═══ Dados de entrada

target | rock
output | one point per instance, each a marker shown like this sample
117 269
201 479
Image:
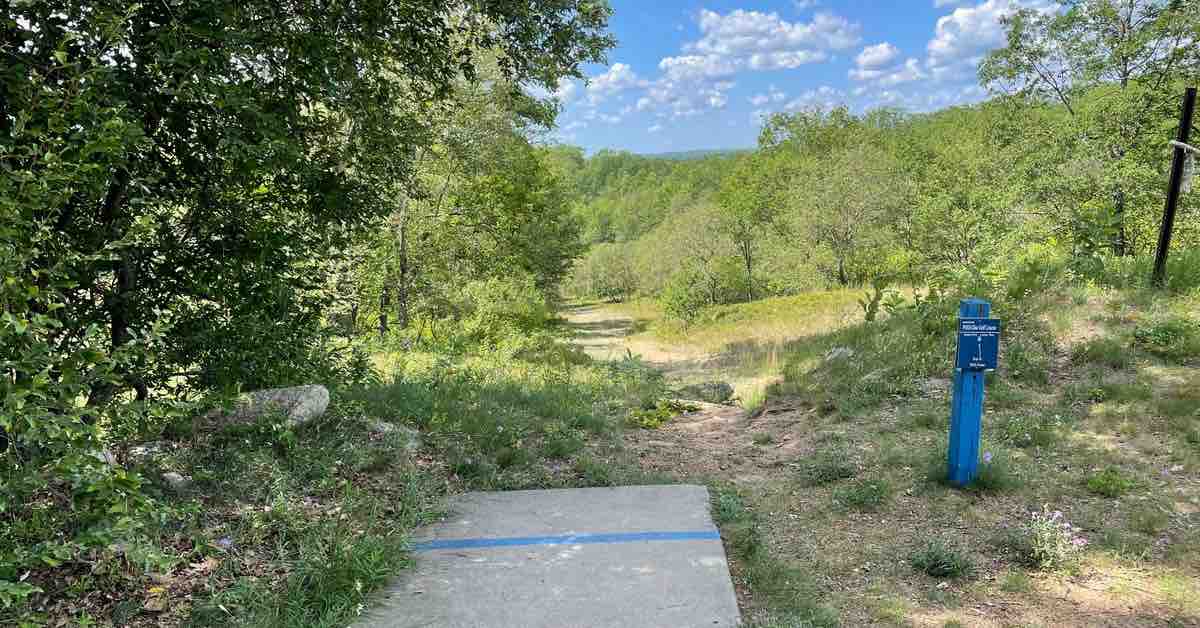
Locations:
838 353
105 456
147 450
300 404
708 392
411 437
175 482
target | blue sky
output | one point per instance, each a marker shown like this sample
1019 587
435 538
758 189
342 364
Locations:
690 75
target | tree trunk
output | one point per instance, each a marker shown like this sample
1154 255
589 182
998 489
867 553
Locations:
1119 239
384 305
402 297
748 255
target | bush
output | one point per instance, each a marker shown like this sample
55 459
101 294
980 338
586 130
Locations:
1110 483
682 298
1174 338
828 466
1025 430
864 495
1045 540
940 558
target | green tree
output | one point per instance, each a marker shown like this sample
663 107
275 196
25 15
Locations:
1114 66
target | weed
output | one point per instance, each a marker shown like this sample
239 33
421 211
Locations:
864 495
657 416
1045 540
940 558
1110 483
1104 351
1150 519
827 466
1173 338
1015 581
1030 430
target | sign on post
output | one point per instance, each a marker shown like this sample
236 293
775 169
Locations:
978 352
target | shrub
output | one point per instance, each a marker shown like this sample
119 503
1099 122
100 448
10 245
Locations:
1104 351
940 558
828 466
1045 540
1026 430
1110 483
1174 338
657 416
864 495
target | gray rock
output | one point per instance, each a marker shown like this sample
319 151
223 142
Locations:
708 392
299 404
409 437
838 353
177 482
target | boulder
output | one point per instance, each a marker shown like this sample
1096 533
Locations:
409 437
175 482
708 392
299 404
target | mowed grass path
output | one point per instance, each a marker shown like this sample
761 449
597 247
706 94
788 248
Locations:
831 494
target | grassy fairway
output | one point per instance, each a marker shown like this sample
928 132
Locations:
832 494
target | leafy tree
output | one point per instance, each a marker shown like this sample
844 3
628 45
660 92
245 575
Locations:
1114 66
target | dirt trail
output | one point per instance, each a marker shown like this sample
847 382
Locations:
714 441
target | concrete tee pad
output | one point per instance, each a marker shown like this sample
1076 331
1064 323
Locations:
630 556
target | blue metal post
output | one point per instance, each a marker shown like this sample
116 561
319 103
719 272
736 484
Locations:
966 410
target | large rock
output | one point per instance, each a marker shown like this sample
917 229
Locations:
299 404
709 392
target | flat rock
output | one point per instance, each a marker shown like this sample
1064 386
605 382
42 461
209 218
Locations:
299 404
631 556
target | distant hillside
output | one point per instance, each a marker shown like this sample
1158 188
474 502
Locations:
684 155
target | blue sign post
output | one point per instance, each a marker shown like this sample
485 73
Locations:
977 353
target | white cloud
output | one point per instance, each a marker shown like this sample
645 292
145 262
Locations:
616 79
823 97
743 33
785 59
963 37
694 66
772 95
875 57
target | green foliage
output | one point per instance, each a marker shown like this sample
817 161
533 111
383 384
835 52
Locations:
1029 430
1045 540
827 466
1174 338
864 495
940 558
652 418
1111 482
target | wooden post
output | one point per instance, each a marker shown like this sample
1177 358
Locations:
1174 189
966 408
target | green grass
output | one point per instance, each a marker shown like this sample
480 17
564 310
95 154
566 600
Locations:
1110 483
786 592
827 465
940 558
863 495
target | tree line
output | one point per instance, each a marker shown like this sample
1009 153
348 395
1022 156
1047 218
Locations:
203 197
1063 166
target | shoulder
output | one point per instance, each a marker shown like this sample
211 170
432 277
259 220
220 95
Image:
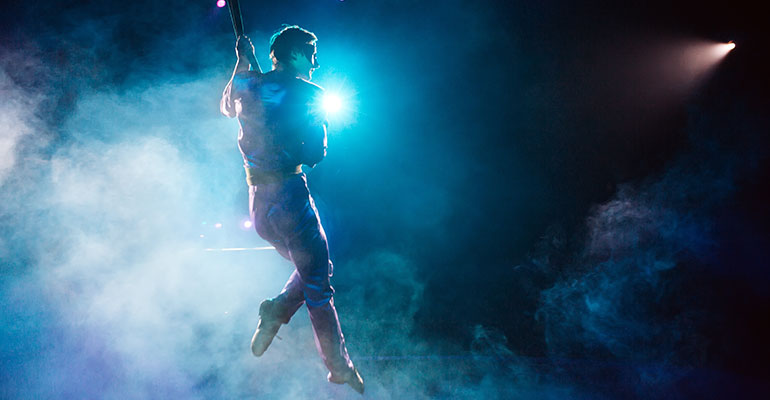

══════

**O que fazer:** Reproduza todos os itens acima trocando "target" por "object", sem nenhuma outra alteração. Por favor, deixe as imagens fora da resposta.

**Resultado do exercício:**
object | rock
output | one point per instance, each a marker shown like this sample
117 269
201 479
Image:
Locations:
838 353
105 456
147 450
300 404
708 392
411 437
175 482
object | blue sky
output | one point per instance, each a marker shown like this sample
1019 587
435 538
758 189
342 364
Locations:
690 75
object | tree trunk
output | one point per instance, each a marker shown like this sample
1154 255
589 182
998 489
867 553
Locations:
1119 239
384 305
402 297
748 255
object | bush
output | one point per instance, each a marker shown like this sample
55 459
101 294
980 338
586 130
Locations:
1110 483
682 298
1174 338
828 466
1025 430
864 495
1045 540
940 558
object | green tree
output | one point per instance, each a marker shown like this sample
663 107
275 196
25 15
Locations:
1114 66
object | weed
output | one point per instance, each a marker shown like this sample
239 33
421 211
Locations:
864 495
657 416
1045 540
940 558
1110 483
1104 351
1150 519
827 466
1173 338
1015 581
1030 430
object | sign on post
output | one point per instance, each a marker shown like this sample
236 293
775 169
Locations:
978 352
object | shrub
output | one point per instance, each a marker shown like this sample
119 503
1099 122
100 448
10 245
Locations:
1104 351
940 558
828 466
1045 540
1026 430
1110 483
1174 338
657 416
864 495
object | gray rock
output | one point per instance, each a marker shown like this sample
319 151
223 142
Locations:
708 392
299 404
409 437
838 353
177 482
object | boulder
output | one point per instance, each a marker shown like this sample
1096 533
Locations:
409 437
175 482
708 392
299 404
object | mowed grass path
output | one point per instance, each a marker shown like this sample
761 449
597 247
706 94
788 248
Locations:
831 494
object | grassy fairway
output | one point per instance, each a marker shown like this sample
928 132
Locations:
832 494
object | leafy tree
output | one point per instance, each a marker shown like this sample
844 3
628 45
660 92
245 575
Locations:
1114 66
object | dirt trail
output | one point per instance, each a marker shown like this sample
847 382
Locations:
714 441
object | concrete tee pad
output | one point per instance, each a marker shown like this sample
1076 331
1064 323
Locations:
630 556
object | blue metal post
output | one point per instance, each a marker shown like this sample
116 561
319 103
719 272
736 484
Locations:
966 410
object | large rock
output | one point per instance, each a marker shown like this sample
917 229
Locations:
299 404
709 392
object | flat rock
output | one point per instance, each a marker shown like this sample
1064 386
605 382
42 461
209 218
Locations:
299 404
631 556
object | distant hillside
output | one point per instance, each a marker shown like this sample
1158 188
474 502
Locations:
684 155
object | blue sign post
output | one point per instance, each a marker shown like this sample
485 73
Locations:
977 353
object | white cloud
output | one point per instance, each a marker shown like this sample
645 292
145 262
Locations:
616 79
823 97
743 33
785 59
963 37
694 66
772 95
875 57
object | green foliage
output | one point per instance, each a marker shown like this sample
817 161
533 111
383 384
835 52
Locations:
1029 430
1045 540
827 466
1174 338
864 495
940 558
652 418
1111 482
object | wooden post
output | one point per instance, each a marker shown like this sample
1177 358
Locations:
1174 189
966 408
object | green grass
output | one point per instance, each a marker shown like this sample
480 17
564 310
95 154
566 600
Locations:
1110 483
786 592
827 465
940 558
863 495
object | tree line
output | one point per instance, each a marker shown like this sample
1009 153
348 395
1022 156
1047 218
Locations:
203 197
1063 166
object | shoulder
output | one point per instance, each a marker shown like this sample
211 170
432 277
259 220
220 95
Image:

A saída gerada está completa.